- _INFORMATION SHOWN_
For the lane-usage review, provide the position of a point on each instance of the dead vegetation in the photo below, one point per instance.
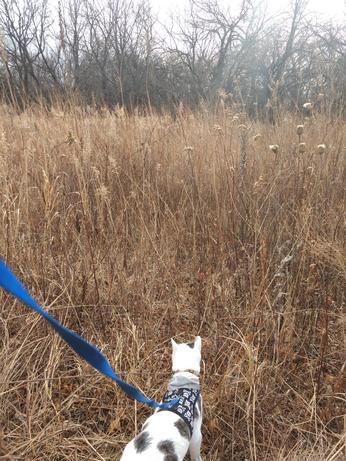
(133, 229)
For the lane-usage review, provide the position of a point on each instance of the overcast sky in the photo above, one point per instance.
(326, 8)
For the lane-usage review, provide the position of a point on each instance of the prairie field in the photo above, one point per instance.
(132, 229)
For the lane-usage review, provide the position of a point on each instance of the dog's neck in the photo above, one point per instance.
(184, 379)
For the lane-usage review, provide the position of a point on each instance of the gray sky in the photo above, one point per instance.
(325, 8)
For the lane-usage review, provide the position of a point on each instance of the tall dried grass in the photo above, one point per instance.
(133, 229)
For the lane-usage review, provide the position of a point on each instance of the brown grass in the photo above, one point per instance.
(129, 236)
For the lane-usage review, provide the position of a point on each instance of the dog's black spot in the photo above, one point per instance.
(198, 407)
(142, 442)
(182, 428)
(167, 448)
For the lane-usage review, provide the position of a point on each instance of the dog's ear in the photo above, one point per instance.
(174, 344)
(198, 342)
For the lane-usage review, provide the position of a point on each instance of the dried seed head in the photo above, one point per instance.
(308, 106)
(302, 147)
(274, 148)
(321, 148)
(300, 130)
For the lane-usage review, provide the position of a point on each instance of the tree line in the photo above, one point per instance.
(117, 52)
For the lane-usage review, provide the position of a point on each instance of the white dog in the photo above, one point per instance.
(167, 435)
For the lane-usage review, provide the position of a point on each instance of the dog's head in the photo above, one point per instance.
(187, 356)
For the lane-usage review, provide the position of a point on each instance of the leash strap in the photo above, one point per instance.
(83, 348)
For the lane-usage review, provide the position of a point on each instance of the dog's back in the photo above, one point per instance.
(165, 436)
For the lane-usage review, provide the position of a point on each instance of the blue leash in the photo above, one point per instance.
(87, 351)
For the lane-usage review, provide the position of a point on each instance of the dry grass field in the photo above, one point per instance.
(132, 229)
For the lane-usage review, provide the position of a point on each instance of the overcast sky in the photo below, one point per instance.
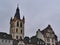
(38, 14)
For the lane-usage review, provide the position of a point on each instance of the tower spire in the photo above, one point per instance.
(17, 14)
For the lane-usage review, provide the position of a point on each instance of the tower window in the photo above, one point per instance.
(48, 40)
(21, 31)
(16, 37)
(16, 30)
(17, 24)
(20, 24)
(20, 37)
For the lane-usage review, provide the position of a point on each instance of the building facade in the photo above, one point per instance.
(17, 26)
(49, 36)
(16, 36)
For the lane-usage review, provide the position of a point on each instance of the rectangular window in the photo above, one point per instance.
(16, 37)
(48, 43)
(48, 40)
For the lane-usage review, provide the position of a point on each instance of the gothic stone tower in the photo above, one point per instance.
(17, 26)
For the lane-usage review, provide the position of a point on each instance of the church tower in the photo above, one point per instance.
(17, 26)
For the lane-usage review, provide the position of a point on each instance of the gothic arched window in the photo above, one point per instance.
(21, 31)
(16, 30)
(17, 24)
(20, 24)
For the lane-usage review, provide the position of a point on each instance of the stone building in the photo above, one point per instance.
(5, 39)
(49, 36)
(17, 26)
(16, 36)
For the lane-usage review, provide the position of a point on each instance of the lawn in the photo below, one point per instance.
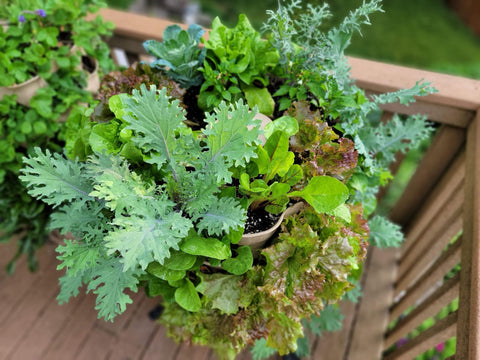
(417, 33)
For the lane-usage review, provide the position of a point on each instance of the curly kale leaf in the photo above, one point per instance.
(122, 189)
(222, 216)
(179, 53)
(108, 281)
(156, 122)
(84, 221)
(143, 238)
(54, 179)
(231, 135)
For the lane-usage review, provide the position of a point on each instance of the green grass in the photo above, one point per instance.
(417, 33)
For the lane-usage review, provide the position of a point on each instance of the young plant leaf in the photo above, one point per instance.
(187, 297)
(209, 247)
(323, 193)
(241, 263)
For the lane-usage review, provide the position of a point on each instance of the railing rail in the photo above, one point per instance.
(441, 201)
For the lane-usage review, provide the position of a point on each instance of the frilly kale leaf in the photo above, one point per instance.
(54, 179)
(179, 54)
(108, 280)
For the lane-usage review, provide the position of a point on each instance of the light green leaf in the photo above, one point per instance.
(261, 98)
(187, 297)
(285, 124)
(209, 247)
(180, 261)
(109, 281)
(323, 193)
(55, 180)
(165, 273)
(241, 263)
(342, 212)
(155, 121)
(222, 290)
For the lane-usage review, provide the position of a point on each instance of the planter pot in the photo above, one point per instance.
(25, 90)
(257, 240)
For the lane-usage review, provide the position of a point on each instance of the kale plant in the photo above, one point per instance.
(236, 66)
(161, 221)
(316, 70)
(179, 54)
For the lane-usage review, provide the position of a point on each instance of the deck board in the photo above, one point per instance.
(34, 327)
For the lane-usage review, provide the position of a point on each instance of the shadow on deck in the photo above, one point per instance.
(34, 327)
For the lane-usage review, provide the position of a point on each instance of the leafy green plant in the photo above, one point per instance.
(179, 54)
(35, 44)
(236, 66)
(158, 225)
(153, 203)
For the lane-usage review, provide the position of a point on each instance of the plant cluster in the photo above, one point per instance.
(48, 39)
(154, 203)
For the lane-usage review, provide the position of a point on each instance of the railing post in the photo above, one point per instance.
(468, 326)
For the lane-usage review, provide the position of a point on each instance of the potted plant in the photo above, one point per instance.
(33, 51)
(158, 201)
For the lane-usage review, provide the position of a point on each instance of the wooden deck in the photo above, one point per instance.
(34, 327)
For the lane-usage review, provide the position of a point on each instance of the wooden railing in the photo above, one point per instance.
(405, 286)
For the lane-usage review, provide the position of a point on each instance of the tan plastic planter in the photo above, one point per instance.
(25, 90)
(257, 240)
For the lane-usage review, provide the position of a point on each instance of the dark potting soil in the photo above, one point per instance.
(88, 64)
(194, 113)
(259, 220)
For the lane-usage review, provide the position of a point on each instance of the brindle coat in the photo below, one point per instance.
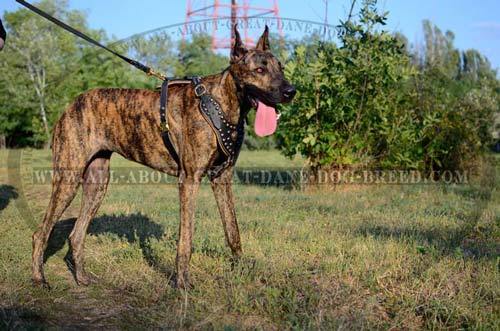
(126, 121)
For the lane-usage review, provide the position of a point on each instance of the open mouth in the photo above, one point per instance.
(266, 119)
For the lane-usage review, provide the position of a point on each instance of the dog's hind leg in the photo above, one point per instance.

---

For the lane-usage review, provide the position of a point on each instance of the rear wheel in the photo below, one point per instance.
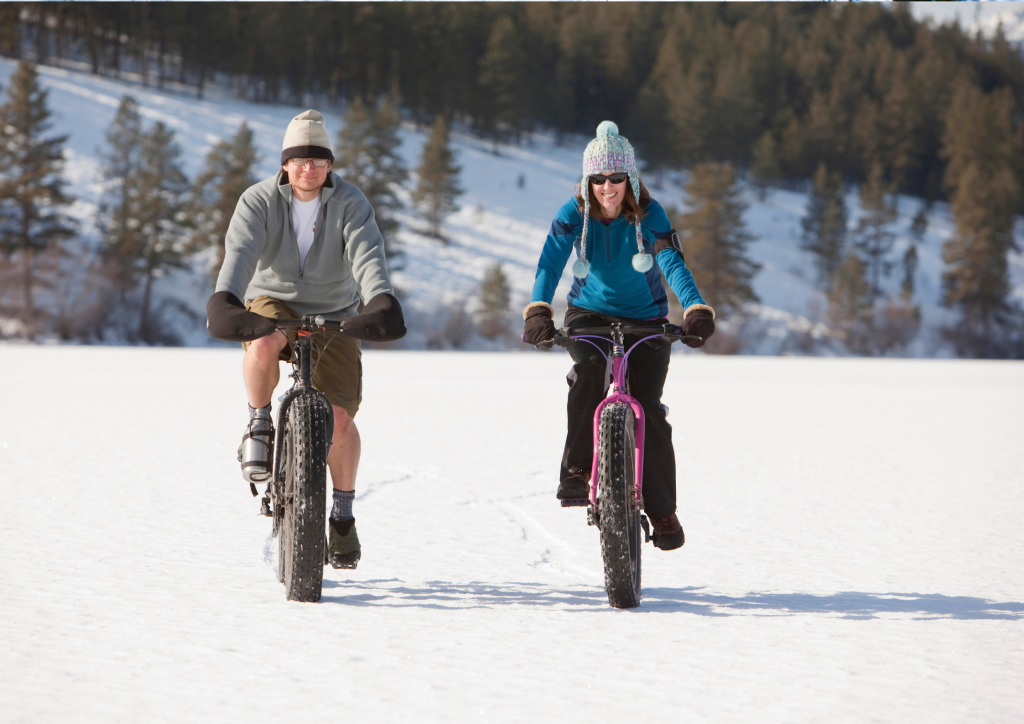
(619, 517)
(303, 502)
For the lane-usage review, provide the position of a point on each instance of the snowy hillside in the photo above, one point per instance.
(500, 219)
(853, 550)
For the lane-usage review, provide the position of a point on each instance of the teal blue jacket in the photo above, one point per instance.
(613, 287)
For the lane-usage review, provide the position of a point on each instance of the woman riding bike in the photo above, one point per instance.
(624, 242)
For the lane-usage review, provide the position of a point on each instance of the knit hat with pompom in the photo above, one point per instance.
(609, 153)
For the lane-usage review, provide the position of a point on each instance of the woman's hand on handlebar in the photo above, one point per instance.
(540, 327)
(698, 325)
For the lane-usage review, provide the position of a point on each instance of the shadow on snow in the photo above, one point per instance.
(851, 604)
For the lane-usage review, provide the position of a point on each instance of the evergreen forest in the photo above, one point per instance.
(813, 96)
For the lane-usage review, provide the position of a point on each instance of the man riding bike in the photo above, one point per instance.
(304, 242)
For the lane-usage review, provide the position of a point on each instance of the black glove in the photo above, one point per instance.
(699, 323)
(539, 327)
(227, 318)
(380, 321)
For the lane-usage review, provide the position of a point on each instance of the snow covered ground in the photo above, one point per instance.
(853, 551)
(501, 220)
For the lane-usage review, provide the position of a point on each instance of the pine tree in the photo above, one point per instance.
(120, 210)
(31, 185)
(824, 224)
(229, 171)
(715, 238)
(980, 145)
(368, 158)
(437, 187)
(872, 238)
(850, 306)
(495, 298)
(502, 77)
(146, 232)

- _PROBLEM TO WORK ON_
Proceeding from the line containing "of the open" through the line containing "the dog's hind", transcribe the lines above exactly, both end lines included.

- _WRITTEN REPLY_
For the lane-usage review, provide the position of a point on each instance of the open mouth in the photo above, one point per instance.
(266, 119)
For the lane-usage review, provide the position of a point on each instance of the dog's hind leg in the photo above, one point per instance.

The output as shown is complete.